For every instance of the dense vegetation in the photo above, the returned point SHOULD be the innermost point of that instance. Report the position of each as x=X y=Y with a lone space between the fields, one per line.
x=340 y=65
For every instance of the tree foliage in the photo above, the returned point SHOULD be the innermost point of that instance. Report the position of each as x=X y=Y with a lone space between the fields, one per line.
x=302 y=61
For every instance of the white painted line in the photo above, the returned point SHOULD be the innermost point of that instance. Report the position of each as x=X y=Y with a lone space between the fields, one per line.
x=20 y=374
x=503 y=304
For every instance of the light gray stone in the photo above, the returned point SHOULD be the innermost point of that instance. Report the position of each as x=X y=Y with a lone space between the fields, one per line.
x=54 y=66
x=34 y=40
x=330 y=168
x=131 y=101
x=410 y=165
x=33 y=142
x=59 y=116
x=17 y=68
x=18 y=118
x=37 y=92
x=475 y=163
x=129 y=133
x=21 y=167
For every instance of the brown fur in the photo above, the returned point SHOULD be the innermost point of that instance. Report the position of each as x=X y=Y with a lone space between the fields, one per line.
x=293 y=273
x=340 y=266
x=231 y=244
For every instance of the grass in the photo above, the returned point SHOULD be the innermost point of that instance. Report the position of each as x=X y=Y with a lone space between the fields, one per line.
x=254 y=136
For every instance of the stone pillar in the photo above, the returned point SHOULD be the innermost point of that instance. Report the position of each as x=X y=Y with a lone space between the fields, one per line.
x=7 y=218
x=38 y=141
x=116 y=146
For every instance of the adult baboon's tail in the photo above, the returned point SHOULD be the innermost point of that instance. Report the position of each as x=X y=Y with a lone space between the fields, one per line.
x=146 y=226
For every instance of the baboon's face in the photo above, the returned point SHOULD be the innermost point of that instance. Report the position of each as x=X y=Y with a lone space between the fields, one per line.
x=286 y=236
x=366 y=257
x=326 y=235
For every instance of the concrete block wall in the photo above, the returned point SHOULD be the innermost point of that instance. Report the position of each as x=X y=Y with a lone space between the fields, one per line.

· · · · · · ·

Prompt: The required output is each line from the one with "For every instance of the adult" through the end of the material above, repeated exactly with both ends included.

Problem solution:
For every instance of the adult baboon's tail in the photo above, the returned point SHOULD be the innermost point of that instance. Report the position of each as x=X y=Y with a lone space between the fields, one per line.
x=146 y=226
For every instance of the baboon's face in the photo above, the returned point SHOULD be the innermost point of that instance. Report the position of each as x=X y=Y with a lone space between the fields, one per line.
x=286 y=236
x=366 y=257
x=326 y=235
For every instance of the concrete block wall in the photo above, the returned point SHOULD be the innermost point of that instance. Report the position of each as x=X y=Y with a lone space between the fields, one per line.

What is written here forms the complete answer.